YOUR INSTRUCTIONS » Please transcribe every record below exactly, leaving out the pictures.

Stored dataset items »
################
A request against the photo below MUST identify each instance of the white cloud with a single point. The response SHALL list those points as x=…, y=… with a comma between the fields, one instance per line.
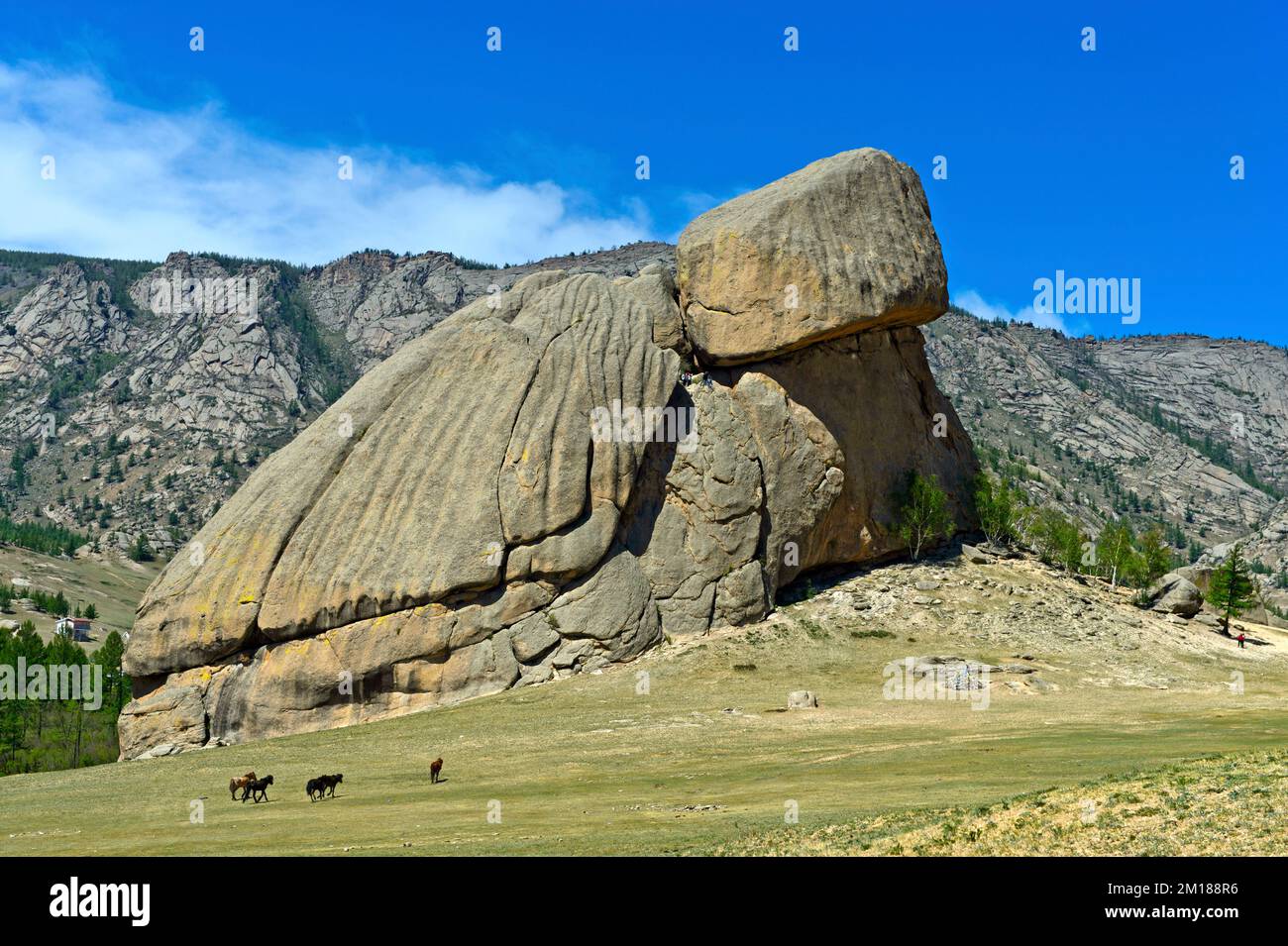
x=138, y=183
x=971, y=301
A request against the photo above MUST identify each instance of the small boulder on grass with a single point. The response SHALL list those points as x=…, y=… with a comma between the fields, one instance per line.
x=802, y=699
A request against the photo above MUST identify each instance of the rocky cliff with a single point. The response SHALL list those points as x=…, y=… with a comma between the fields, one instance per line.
x=555, y=475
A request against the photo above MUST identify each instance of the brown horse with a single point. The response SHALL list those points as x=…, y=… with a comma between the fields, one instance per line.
x=240, y=783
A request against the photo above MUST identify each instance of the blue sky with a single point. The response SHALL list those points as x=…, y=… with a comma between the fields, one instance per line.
x=1106, y=163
################
PROBLEM SOLUTION »
A request against the photo below MUST identify each instance of the white cloud with a single point. The response SHALL list those points as x=…, y=… with a comma between the fields, one instance per line.
x=138, y=183
x=971, y=301
A request against the photo above MUST identify each instance of the small boulder on grass with a single point. The response SHALL list those points as x=…, y=… with a comma between the fields, one instance per line.
x=802, y=699
A request against the photo above MUST identify each instance of the rocky cliff with a single point. The response SHALL list those points as x=…, y=… with a comma between the fields, one instance per line.
x=555, y=475
A request against the photo above MUST identify each instance of the brown horse with a single point. The response SHALL list those points as x=…, y=… with a comma between the fields, one instance per line.
x=240, y=783
A request against the photo above MUST identify each instance of the blue sky with a single point. The response SHALL list those points as x=…, y=… with a comma between the fields, one instance per line.
x=1106, y=163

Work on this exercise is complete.